▸ **Passage provided**:
= Beginning of Section =
Hello
I'm creating a gene regulatory networks inferring application, which uses data from GEO datasets in (not full) SOFT format. While method (described in http://www.ncbi.nlm.nih.gov/pubmed/22088843) that i'm using only needs numerical data without greater understanding what are they representing, i met some issues that need closer look. I have rather little biological knowledge on this field and sometimes can't distinguish between records that are file-format specific, and common conceptions (that are recognized by everyone who has interest in it, thus not described in file format definitions like http://www.ncbi.nlm.nih.gov/geo/info/soft-seq.html). I work with biologist, who helps me, but can't answer all of my questions, so i want to complete the knowledge that i need, and check with other sources things i already know.
= End of Section =
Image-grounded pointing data
= Beginning of Section =
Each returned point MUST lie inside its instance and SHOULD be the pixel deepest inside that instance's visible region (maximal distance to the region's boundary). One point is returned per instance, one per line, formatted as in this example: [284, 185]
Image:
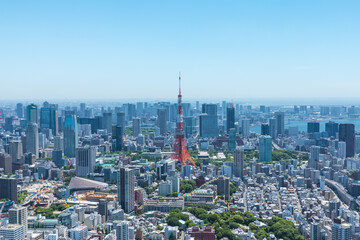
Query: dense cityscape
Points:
[174, 170]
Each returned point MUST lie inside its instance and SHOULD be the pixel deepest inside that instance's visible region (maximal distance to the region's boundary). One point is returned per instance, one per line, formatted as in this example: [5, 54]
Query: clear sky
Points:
[135, 49]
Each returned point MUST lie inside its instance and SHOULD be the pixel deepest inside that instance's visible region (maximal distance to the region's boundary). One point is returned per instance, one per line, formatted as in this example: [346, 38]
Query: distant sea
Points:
[302, 124]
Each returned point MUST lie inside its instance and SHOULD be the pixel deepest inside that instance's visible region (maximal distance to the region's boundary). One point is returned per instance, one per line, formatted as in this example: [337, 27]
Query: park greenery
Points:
[187, 186]
[49, 212]
[225, 222]
[22, 196]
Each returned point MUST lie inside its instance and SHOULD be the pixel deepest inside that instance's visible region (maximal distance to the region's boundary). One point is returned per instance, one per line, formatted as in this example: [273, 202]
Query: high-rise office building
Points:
[161, 120]
[265, 129]
[5, 162]
[18, 215]
[31, 113]
[103, 208]
[49, 118]
[314, 156]
[189, 125]
[136, 126]
[272, 128]
[70, 134]
[117, 137]
[332, 128]
[131, 111]
[20, 110]
[120, 120]
[8, 188]
[13, 232]
[16, 150]
[313, 127]
[265, 148]
[342, 150]
[126, 189]
[239, 163]
[245, 127]
[324, 110]
[122, 231]
[315, 230]
[32, 139]
[208, 126]
[223, 187]
[85, 160]
[209, 109]
[347, 135]
[230, 118]
[280, 122]
[107, 121]
[341, 231]
[232, 139]
[139, 109]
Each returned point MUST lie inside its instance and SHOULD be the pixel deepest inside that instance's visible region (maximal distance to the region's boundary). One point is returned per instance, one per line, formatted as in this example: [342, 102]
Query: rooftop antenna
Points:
[179, 83]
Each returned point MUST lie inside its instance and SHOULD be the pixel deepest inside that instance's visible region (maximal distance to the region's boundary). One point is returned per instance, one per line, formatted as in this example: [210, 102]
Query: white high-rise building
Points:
[126, 189]
[18, 215]
[13, 232]
[342, 150]
[32, 139]
[79, 233]
[122, 231]
[85, 160]
[239, 162]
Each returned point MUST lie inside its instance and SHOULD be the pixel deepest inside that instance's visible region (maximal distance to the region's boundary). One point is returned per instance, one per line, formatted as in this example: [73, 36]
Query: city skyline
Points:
[243, 50]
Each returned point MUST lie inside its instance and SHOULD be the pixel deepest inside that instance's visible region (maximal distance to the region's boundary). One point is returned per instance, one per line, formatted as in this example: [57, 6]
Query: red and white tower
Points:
[180, 151]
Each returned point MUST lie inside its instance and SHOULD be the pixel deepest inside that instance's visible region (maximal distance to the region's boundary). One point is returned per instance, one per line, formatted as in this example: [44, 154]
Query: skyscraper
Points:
[223, 187]
[208, 126]
[136, 126]
[232, 139]
[139, 109]
[210, 109]
[120, 120]
[8, 188]
[332, 128]
[126, 189]
[313, 127]
[18, 215]
[161, 120]
[265, 129]
[32, 139]
[20, 110]
[245, 127]
[16, 150]
[189, 125]
[341, 231]
[314, 156]
[49, 118]
[5, 162]
[122, 231]
[107, 121]
[31, 113]
[85, 160]
[272, 128]
[239, 162]
[70, 134]
[117, 137]
[230, 118]
[347, 135]
[280, 122]
[265, 148]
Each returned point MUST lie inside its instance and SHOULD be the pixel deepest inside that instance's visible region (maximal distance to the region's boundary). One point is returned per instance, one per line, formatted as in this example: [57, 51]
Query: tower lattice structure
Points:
[180, 150]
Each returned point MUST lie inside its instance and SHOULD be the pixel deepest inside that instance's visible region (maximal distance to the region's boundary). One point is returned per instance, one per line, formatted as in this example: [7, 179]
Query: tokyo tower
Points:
[180, 151]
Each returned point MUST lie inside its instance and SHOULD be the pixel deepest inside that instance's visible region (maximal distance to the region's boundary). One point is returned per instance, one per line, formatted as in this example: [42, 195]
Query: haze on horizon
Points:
[134, 50]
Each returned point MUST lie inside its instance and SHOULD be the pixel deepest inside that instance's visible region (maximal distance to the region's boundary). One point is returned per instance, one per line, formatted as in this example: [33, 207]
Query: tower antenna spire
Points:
[179, 83]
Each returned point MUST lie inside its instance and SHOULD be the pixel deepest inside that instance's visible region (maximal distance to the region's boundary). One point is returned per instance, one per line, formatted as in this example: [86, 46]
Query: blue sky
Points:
[135, 49]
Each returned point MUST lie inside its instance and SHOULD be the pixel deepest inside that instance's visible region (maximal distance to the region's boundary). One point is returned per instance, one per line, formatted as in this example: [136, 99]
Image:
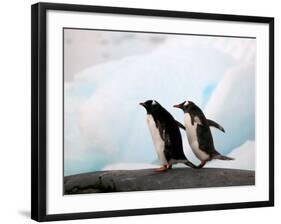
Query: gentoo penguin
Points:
[199, 134]
[166, 136]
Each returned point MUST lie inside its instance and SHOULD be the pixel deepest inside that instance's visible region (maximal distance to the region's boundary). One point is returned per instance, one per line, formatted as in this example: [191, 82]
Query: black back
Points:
[169, 130]
[204, 135]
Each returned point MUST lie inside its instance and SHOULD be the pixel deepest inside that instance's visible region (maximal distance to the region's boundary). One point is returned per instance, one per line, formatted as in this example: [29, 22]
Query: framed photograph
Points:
[141, 111]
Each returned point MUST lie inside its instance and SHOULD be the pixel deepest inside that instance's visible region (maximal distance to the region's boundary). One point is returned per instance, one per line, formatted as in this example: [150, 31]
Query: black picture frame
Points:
[39, 107]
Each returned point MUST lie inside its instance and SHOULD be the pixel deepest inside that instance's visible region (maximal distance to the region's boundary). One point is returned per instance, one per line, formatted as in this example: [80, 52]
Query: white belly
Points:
[192, 138]
[157, 140]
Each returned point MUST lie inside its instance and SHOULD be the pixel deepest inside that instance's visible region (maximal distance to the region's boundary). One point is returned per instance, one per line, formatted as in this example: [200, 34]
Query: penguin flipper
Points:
[212, 123]
[180, 125]
[222, 157]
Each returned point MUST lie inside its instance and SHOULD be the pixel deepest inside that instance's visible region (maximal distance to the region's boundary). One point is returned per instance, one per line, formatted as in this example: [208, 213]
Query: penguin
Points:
[166, 136]
[199, 134]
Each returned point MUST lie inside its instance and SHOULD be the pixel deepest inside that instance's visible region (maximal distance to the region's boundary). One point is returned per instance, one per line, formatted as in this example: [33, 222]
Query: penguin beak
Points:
[178, 106]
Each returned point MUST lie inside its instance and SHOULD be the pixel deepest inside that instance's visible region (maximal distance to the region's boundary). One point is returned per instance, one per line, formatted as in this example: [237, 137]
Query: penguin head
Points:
[185, 105]
[151, 105]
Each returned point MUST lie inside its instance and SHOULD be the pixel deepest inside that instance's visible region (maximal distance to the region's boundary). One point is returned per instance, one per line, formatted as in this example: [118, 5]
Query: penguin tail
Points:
[190, 164]
[222, 157]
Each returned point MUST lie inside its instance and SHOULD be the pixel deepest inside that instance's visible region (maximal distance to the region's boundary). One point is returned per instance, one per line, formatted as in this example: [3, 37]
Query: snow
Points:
[244, 158]
[104, 123]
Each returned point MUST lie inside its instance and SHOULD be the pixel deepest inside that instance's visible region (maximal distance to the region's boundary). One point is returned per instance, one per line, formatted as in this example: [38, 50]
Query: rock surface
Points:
[148, 179]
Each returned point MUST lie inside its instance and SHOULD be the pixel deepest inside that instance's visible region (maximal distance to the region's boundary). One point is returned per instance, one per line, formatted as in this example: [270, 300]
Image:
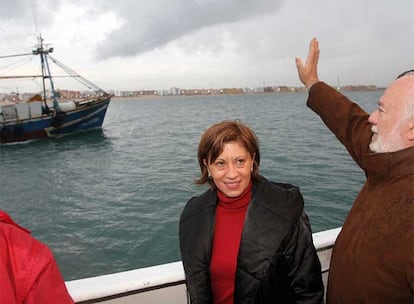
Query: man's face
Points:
[389, 122]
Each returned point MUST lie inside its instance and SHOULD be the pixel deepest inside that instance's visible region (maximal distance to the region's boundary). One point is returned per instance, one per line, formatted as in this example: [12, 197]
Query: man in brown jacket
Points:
[373, 257]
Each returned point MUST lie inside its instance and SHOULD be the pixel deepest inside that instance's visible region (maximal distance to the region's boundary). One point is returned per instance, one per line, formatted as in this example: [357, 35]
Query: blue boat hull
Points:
[83, 118]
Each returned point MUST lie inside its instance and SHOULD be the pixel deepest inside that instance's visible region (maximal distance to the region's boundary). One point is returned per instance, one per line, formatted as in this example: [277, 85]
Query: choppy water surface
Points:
[110, 200]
= End of Section =
According to the forum post about the gene regulatory network application, why does the writer want to look to other sources? Answer in one to three sentences.

▸ **Expected answer**: The writer works with a biologist who helps but cannot answer all of the writer's questions. So the writer wants to fill in the knowledge still needed and check things already known against other sources.